▶ [Directions for this task]: Can you extract every line of the data below that contains the word "instance"? Count only matches with the same capitalization.

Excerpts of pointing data
···

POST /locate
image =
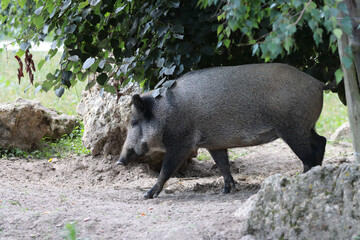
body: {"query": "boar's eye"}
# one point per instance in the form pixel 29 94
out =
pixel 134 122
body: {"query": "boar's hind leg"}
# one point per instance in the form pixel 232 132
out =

···

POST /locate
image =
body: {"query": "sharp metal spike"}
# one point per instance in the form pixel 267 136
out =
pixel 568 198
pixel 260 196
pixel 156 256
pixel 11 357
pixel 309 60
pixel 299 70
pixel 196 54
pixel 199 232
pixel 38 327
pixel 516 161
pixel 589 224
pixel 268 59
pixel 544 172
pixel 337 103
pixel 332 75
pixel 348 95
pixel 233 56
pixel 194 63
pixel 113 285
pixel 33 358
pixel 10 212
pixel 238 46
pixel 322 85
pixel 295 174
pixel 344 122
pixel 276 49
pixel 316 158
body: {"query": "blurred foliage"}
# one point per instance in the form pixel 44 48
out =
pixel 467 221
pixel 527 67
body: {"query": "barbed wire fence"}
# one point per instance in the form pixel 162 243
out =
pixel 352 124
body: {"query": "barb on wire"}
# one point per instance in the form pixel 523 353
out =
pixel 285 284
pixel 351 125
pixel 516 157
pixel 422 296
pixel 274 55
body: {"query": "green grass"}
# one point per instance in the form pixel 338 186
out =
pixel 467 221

···

▶ [The solution]:
# one point per instance in the form pixel 29 94
# one point per instance in the form pixel 232 132
# one point per instance in the form pixel 267 136
# one point per instance in the form pixel 44 48
# one point per instance in the form pixel 162 243
# one point per instance in the form pixel 523 353
# one point per instance in the form pixel 338 186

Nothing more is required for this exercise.